*Provided text*
Max Consecutive Ones (Leetcode)

I think this is an interesting loop, and a nice intro question to people still getting their feet wet with programming and algorithmic thinking. It’s a sort of scan problem.

Solution

class Solution:
    def findMaxConsecutiveOnes(self, nums: List[int]) -> int:
        m = 0
        c = 0
        for n in nums:
            if n == 1:
                c += 1
                m = max(m, c)
            else:
                c = 0
        return m

The sort of “invariants” you have to maintain, or the general idea of the state-of-our-scanner (slightly) evolving as we see different values, is a good muscle to build.

More interesting loops here.

Single Number (Leetcode)

I don’t like this one. Let’s discuss two solutions:

Natural Solution

Here’s a natural-enough solution in Python. Observe how we use a “counter” object; that’s basically a hashmap, which is a fine-enough solution as well in my opinion. This is, in my opinion, the “right” solution.

class Solution:
    def singleNumber(self, nums: List[int]) -> int:
        counter = collections.Counter()
        for n in nums:
            counter[n] += 1
        for n in counter:
            if counter[n] == 1: return n
        # return None, assert. 

This is “inefficient”, in the sense that we’re using O(n) space and a bit more than O(n) time (I’m a pedant about hashmap time). However, it solves the general problem of “what’s the unique element in this sequence”. That problem isn’t super-common, but it’s not way-out-there.

Desired Solution

But! They want constant space and linear time. This is a nice enough “think outside the box” thing, but it’s so obviously fishing for a trick after-the-fact. It’s a tail-wagging-the-dog sort of situation, where someone obviously observed an interesting trick, and then constructed a question that can only be reasonably answered with that trick. What’s the trick? It involves XOR identities.

class Solution:
    def singleNumber(self, nums: List[int]) -> int:
        return reduce(lambda a, b: a ^ b, nums)

[Dataset records]
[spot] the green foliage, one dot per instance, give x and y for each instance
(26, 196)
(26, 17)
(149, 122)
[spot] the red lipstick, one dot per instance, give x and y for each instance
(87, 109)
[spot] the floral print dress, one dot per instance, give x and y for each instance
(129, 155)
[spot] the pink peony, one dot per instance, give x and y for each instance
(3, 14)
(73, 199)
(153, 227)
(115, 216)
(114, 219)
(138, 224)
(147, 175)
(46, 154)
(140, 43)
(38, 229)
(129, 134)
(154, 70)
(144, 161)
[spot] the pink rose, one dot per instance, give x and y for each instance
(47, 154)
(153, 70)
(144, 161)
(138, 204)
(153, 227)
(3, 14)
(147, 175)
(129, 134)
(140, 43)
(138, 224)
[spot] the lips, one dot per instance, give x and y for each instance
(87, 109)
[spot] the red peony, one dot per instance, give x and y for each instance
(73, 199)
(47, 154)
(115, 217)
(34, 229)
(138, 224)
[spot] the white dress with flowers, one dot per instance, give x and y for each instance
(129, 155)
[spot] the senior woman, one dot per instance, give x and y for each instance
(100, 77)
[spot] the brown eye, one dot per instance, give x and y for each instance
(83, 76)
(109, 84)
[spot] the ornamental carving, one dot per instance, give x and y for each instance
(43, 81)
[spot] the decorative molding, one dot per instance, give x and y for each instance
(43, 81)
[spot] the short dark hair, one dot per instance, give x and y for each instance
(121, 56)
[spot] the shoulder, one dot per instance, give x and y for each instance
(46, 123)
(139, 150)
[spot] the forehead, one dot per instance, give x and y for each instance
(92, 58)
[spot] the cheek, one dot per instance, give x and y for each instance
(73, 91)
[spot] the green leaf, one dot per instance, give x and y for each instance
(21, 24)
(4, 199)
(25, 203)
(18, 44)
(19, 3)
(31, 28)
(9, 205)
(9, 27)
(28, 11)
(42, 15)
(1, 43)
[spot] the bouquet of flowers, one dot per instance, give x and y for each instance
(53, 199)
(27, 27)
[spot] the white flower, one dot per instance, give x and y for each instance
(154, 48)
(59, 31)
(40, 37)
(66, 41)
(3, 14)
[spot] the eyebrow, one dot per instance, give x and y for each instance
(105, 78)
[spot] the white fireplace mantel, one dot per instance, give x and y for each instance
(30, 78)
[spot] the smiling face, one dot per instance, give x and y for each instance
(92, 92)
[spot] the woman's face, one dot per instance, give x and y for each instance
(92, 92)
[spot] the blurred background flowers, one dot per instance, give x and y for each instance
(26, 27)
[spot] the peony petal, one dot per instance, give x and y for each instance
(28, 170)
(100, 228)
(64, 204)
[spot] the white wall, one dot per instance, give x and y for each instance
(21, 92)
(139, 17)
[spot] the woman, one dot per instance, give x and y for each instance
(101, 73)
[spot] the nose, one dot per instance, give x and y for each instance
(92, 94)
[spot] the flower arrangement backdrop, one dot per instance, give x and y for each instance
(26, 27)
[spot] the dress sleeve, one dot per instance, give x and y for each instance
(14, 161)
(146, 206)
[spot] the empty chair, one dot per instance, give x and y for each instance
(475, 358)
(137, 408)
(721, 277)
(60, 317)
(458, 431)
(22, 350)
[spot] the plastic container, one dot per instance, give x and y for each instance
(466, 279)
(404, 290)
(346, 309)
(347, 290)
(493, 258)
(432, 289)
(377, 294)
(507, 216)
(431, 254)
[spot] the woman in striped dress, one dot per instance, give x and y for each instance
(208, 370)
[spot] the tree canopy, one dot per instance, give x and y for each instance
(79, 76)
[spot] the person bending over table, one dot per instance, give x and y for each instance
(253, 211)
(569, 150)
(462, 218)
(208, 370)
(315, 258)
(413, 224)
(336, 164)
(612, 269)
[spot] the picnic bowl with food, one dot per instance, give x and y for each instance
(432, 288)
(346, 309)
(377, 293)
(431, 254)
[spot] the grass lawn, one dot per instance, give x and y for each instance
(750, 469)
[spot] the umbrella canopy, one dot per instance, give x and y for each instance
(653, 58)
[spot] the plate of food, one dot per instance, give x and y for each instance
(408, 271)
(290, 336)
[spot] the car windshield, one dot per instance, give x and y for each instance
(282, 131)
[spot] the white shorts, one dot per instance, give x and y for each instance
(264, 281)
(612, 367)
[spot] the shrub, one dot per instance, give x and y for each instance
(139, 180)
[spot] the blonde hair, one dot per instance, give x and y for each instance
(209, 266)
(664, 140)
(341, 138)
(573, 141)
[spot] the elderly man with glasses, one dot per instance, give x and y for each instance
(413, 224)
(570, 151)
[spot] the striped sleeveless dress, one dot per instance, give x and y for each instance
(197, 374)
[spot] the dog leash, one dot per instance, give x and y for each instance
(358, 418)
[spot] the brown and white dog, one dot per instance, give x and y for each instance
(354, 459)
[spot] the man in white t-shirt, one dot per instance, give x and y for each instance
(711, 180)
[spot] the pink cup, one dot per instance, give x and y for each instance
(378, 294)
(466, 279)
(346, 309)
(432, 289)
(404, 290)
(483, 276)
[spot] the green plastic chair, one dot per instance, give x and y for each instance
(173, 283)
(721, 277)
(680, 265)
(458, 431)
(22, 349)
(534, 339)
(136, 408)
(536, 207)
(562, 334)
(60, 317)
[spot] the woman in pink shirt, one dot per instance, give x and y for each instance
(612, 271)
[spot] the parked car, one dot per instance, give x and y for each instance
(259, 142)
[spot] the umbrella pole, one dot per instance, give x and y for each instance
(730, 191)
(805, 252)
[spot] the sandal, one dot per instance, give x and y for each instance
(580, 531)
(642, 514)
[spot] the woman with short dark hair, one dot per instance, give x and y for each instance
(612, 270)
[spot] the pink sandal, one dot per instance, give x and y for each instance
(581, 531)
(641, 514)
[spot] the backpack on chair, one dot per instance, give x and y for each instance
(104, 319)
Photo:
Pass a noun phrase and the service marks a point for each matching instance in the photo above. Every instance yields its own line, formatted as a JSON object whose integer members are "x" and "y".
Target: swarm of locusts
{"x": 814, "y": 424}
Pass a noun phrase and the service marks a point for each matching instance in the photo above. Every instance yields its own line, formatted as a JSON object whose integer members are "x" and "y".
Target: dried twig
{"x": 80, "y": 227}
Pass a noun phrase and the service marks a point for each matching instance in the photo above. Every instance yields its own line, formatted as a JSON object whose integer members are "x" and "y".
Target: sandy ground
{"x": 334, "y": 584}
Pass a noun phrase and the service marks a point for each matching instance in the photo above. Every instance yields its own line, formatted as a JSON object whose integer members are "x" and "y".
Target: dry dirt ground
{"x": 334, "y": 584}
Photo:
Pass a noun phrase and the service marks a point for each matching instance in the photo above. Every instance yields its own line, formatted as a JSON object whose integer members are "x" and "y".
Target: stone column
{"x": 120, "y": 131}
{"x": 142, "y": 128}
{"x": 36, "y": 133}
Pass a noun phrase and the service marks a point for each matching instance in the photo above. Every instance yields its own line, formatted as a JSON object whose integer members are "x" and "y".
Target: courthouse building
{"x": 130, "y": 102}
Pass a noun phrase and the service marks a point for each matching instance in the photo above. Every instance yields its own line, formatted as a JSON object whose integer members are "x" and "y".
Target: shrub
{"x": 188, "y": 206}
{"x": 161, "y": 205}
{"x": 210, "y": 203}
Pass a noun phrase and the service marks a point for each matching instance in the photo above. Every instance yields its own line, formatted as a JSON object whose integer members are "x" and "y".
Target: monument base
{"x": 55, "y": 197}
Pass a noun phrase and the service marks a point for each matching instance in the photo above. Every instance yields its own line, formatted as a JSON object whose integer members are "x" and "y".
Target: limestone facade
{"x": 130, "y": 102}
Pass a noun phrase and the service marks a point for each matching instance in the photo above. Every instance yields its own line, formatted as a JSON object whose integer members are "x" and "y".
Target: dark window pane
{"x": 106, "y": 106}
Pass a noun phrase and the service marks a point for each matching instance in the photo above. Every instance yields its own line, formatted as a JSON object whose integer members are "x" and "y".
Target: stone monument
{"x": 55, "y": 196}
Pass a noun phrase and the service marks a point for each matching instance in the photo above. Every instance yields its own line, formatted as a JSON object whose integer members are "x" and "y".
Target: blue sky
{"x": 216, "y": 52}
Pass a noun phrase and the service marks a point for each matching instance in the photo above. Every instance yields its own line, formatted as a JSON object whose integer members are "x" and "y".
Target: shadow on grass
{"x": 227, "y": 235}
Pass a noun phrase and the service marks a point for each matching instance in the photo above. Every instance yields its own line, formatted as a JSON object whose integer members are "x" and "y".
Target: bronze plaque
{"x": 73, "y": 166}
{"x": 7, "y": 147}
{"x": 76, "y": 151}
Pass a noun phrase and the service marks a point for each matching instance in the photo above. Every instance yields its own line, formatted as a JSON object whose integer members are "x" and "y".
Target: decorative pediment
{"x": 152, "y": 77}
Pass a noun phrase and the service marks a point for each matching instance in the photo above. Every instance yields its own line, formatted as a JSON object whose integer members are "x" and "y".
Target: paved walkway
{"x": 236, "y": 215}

*What to work on*
1. Reproduce the stretch of the Leetcode write-up from "Max Consecutive Ones" through "of scan problem." word for word.
2. Write the next part of the Leetcode write-up, picking up right after its final line.

*Answers to the exercise*
1.
Max Consecutive Ones (Leetcode)

I think this is an interesting loop, and a nice intro question to people still getting their feet wet with programming and algorithmic thinking. It’s a sort of scan problem.

2.
Ooooh. The observation is that for XOR operation (the ^ operator):

  • a^a = 0
  • a^0 = a
  • And everything commutes

So a sequence like a^a^b^b^c = c, because we end up with 0^0^c=c. That’s neat, but extremely dependent on the idea that the sequence contains an even number of every element, except one, which exists an odd number of times. I suppose it’s neat to keep the “flexibility” of thinking of array contents as values (as we do in the typical solution) and bit-sequences, but it’s really a fishing sort of question.

I’d do this for fun (I did do this for fun), but I’d suggest avoiding it except to show a neat consequence of XOR identities in a classroom. More bit manipulation questions here.

Intersection of Two Arrays (Leetcode)

Another from the archives. This is actually something I like as an interview question, so I suppose maybe that means I should change my interview question. I suppose candidates need to know what a set is, but given the domains I work in I think that’s a fair requirement. This question is to take two arrays of integers, and return their set-intersection.

I think a very reasonable approach is to immediately sort the input. After that, as we build the result vector, we can think about the invariants that are maintained: the result vector is in sorted order, and so the “unique-ification” we need to do can follow naturally from that.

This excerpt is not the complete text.